Objetivo | Reproduza sem alterações tudo o que vai de "O que encanta" até "e provocando mudanças." na resenha do filme Klaus.

Entra ano, sai ano e uma coisa é certa: em dezembro tem filme de Natal novo chegando e parte desses filmes são animações. Em 2019 não foi diferente – e que bom! Tentando abraçar essa fatia do mercado, a Netflix decidiu que a época natalina era o período ideal para lançar seu primeiro longa de animação,  Klaus. Dirigido pelo espanhol Sergio Pablos, confesso que estava com o pé atrás até ver o trailer. A promessa era de algo inteligente e inovador (dentro do que se pode inovar quando se trata de um tema já tão explorado) e, posso dizer, o serviço de streaming entregou mais do que o esperado e fez com que o longa ganhasse um lugar especial no meu coração, bem ao lado de A Origem dos Guardiões.

A narrativa é centrada em dois personagens. Jasper (Rodrigo Santoro), um acomodado e tranquilão aprendiz do serviço de correios, e aquele que dá nome ao filme, Klaus (Daniel Boaventura), um senhor recluso e misterioso. O caminho de ambos se junta quando Jasper é enviado à triste e violenta cidadezinha de Smeerensburg, um lugar onde a rivalidade ancestral entre os clãs Krum e Ellingboes impede que qualquer sentimento positivo exista na ilha. Com a missão de abrir uma agência de correios e entregar seis mil cartas em um ano para não perder a herança, Jasper precisa encontrar uma maneira de resolver seu problema para poder sair dali.

Não é preciso muito tempo de filme para compreender que a história é sobre a lenda do Papai Noel. Porém, nada é apresentado de uma forma convencional ou clichê, e o papel do próprio Klaus, apesar de servir como pano de fundo para a narrativa, acaba se mesclando com o de outros personagens que vão pouco a pouco surgindo. De uma forma inteligente, o roteiro é ágil em inserir cada elemento da lenda (a entrada pela chaminé, a ideia de deixar leite e biscoitos para o bom velhinho, a lista de quem foi bom e quem foi mau, a risada, as renas voadoras) à sua própria maneira, fazendo com que pareçam detalhes dentro de algo maior. E, de fato, são mesmo.

O que encanta mesmo em Klaus não é o aspecto natalino, mas a honestidade com que retrata a vida dessas pessoas – isoladas e deprimidas – e o caráter de cada um de seus personagens. Jasper não é a pessoa mais confiável do mundo e inicia essa jornada em busca dos próprios interesses, Klaus guarda feridas do passado que justificam seu afastamento do mundo, as pessoas da ilha têm suas próprias tristezas e lutas diárias. Pouco a pouco, após uma série de coincidências e mal-entendidos, essa dupla improvável dá início a uma reação em cadeia no local, trazendo o que ele pode ter de bom e provocando mudanças.

É interessante ver como os membros centrais de cada clã – um deles, aliás, uma senhorinha que quebra qualquer estereótipo de vovó doce e gentil – se sente ameaçado por essa transformação e tenta a todo custo impedi-la, mostrando como as partes mais privilegiadas de uma sociedade terão como reação se opor ao que é novo e como tradições não são necessariamente o melhor. É também legal observar como as personagens femininas rompem determinados padrões. Exemplo disso é Alva (Fernanda Vasconcellos), uma jovem professora que foi para Smeerensburg com o sonho de ensinar na escola e se vê desiludida ao compreender que as famílias jamais deixariam seus filhos estudarem com membros do clã oposto. Presa no lugar, ela encontra uma maneira de se ajustar à situação e batalhar para conseguir sair dali.

Extrato de dados |
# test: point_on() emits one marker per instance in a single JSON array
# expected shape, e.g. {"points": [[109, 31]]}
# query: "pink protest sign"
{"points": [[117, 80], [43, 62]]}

Resultado da tarefa |
O que encanta mesmo em Klaus não é o aspecto natalino, mas a honestidade com que retrata a vida dessas pessoas – isoladas e deprimidas – e o caráter de cada um de seus personagens. Jasper não é a pessoa mais confiável do mundo e inicia essa jornada em busca dos próprios interesses, Klaus guarda feridas do passado que justificam seu afastamento do mundo, as pessoas da ilha têm suas próprias tristezas e lutas diárias. Pouco a pouco, após uma série de coincidências e mal-entendidos, essa dupla improvável dá início a uma reação em cadeia no local, trazendo o que ele pode ter de bom e provocando mudanças.